In the records below, locate the line containing "Category: green potted plant"; output that line and every following line through the last, exactly.

--- Working data Enclosed Below ---

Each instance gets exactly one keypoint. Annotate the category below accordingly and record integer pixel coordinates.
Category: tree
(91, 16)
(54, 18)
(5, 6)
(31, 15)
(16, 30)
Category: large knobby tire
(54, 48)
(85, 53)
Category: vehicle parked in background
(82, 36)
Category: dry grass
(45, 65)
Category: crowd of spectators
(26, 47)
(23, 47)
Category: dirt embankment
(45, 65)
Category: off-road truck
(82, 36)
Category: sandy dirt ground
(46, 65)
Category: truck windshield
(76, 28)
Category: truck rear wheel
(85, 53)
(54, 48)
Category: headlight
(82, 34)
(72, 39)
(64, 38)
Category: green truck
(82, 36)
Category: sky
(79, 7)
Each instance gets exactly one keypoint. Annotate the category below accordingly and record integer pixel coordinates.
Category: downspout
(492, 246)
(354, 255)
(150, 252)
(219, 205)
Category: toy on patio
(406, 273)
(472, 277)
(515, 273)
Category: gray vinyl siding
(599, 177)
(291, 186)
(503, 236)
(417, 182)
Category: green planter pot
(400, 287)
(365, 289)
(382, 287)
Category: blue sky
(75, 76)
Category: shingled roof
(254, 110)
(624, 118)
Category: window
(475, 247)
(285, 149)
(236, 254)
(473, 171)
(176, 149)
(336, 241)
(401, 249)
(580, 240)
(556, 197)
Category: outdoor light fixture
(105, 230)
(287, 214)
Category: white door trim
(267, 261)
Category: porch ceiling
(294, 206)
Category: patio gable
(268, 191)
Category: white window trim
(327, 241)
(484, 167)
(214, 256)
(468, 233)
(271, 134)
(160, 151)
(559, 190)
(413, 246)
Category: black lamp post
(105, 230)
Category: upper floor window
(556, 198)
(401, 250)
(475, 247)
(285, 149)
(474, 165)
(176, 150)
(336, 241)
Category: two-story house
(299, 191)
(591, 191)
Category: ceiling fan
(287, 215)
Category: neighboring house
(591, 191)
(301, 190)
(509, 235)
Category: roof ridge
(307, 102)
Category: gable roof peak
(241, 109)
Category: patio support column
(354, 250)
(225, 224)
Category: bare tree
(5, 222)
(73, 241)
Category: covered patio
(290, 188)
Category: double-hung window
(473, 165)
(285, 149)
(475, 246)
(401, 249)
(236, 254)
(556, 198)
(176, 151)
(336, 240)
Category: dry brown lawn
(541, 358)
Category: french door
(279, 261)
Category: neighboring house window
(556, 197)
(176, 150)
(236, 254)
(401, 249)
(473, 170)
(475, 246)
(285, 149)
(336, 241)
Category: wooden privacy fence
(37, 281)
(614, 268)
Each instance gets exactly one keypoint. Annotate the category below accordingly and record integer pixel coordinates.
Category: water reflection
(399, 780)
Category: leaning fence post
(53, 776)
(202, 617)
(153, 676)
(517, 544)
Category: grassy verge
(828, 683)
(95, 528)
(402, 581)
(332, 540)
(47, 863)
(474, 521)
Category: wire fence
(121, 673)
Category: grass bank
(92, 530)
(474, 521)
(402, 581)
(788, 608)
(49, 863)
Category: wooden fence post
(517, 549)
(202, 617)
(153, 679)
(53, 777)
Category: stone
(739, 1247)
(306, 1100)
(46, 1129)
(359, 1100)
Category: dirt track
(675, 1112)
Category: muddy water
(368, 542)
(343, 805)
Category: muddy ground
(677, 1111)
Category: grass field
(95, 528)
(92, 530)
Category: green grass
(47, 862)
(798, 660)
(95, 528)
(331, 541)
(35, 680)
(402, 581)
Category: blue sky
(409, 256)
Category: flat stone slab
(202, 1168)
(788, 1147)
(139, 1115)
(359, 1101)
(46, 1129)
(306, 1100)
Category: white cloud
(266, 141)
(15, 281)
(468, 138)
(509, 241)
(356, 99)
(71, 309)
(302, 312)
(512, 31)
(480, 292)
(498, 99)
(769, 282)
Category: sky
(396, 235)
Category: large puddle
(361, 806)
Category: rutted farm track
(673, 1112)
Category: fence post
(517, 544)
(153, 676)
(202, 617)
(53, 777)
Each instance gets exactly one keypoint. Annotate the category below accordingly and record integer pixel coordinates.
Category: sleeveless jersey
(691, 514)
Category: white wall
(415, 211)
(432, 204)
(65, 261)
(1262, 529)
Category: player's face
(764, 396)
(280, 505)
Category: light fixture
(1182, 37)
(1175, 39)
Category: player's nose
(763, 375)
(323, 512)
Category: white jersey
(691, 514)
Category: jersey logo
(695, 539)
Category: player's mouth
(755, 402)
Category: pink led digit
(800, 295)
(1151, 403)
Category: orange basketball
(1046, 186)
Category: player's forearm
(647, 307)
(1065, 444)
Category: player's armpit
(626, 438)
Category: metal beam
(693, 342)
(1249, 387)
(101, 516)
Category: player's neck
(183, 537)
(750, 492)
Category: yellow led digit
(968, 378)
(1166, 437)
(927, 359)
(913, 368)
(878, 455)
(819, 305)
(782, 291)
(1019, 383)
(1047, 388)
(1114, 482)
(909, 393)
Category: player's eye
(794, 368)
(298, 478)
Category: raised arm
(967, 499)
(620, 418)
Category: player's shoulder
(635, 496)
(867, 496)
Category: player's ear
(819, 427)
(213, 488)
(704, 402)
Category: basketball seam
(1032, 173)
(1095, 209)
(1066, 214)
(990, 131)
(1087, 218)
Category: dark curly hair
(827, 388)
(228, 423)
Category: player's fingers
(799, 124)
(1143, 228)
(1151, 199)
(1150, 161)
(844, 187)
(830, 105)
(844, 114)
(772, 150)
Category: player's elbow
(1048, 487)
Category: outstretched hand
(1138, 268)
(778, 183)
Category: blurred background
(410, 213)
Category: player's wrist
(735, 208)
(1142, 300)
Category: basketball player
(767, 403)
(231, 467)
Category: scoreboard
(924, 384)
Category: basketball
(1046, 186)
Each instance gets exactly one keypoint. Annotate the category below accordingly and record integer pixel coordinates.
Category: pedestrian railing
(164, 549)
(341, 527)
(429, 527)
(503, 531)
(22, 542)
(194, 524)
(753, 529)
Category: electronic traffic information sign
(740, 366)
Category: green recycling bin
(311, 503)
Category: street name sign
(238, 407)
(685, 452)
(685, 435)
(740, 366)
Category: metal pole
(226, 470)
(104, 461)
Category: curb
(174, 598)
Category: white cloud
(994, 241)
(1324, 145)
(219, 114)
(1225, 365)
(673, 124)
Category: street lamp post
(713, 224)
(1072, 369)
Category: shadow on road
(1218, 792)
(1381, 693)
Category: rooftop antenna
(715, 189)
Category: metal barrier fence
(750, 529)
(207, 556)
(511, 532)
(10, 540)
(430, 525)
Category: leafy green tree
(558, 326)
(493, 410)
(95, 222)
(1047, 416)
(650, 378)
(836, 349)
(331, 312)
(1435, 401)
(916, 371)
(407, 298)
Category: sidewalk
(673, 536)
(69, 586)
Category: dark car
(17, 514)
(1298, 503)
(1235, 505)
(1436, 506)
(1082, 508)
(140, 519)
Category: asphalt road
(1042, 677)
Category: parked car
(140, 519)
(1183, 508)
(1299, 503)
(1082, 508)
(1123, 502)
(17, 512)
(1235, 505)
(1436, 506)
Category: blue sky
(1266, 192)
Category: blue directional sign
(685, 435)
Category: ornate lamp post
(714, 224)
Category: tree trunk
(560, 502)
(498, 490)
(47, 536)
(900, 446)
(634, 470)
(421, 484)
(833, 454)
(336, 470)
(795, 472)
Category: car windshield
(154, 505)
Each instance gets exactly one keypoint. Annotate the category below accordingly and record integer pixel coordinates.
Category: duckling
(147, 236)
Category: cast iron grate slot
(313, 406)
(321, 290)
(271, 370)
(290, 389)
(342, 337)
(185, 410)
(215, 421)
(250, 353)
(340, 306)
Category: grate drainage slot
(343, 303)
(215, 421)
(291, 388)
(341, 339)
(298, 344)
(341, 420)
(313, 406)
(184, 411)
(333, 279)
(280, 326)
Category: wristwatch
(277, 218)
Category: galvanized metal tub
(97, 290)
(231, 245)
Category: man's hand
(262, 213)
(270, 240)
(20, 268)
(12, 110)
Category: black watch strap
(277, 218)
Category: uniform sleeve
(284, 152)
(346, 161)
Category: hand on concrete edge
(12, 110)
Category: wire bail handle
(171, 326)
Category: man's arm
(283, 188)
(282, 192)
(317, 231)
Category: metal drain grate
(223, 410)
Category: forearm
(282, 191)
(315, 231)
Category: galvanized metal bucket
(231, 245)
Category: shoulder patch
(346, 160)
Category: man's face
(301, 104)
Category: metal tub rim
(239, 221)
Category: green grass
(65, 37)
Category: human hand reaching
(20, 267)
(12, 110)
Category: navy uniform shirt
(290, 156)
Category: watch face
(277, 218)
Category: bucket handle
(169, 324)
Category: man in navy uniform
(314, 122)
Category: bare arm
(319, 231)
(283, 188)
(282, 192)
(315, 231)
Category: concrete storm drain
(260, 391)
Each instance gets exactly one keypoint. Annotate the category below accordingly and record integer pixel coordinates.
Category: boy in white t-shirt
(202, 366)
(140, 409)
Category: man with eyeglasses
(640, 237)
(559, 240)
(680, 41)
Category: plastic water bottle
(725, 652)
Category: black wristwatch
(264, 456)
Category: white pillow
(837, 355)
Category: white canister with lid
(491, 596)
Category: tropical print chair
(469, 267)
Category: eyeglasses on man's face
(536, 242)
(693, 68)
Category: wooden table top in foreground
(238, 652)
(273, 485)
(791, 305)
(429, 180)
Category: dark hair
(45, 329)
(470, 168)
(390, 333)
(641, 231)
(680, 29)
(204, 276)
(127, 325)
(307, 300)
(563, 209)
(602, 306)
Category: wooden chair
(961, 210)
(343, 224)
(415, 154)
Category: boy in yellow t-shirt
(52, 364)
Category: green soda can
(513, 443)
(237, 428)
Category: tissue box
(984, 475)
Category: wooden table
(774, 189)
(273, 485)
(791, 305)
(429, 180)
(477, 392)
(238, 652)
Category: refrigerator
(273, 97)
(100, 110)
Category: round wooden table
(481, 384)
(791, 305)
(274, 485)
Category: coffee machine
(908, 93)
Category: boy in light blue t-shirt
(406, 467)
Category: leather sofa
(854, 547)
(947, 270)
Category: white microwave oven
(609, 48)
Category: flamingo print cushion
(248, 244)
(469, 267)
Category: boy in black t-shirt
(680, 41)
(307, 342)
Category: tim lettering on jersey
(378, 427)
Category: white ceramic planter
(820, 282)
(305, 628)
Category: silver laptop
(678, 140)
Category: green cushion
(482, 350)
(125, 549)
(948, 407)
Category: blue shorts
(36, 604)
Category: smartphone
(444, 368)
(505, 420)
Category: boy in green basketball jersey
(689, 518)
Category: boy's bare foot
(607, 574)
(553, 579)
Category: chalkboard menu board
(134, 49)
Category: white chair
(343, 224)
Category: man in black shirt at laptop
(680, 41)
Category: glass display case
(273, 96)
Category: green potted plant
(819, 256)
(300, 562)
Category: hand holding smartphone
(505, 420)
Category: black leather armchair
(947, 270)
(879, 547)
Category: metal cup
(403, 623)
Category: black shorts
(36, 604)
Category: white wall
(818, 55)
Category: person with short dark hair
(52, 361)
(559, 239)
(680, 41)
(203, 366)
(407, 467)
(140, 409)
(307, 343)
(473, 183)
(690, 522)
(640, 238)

--- End of Enclosed Working data ---

■ **Result**
Category: green potted plant
(819, 256)
(300, 562)
Category: hand holding smartphone
(505, 420)
Category: black leather armchair
(947, 270)
(879, 547)
Category: metal cup
(403, 623)
Category: black shorts
(36, 604)
Category: white wall
(818, 55)
Category: person with short dark hair
(52, 361)
(559, 239)
(680, 41)
(203, 366)
(407, 467)
(140, 409)
(307, 343)
(473, 183)
(690, 522)
(640, 238)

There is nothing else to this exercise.